__Data in this exercise__.
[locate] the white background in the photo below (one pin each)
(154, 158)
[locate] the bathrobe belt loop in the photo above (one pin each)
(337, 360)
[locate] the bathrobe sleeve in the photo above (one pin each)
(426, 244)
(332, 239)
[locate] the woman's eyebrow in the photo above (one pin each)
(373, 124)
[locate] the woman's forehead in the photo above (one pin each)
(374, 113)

__Task to carry out__. Arrange every line of the items above as a JSON list of strings, one string per line, omitting any blank lines.

__Solution__.
[
  "[locate] the white background in the photo below (one pin each)",
  "(154, 158)",
  "[locate] the bathrobe belt loop in the photo above (one pin each)",
  "(337, 360)",
  "[locate] the bathrobe sleeve in the photo above (one pin each)",
  "(426, 244)",
  "(332, 239)",
  "[locate] the woman's eyebrow in the photo above (one pin each)",
  "(373, 124)",
  "[locate] the woman's forehead in the photo above (one pin each)",
  "(374, 113)"
]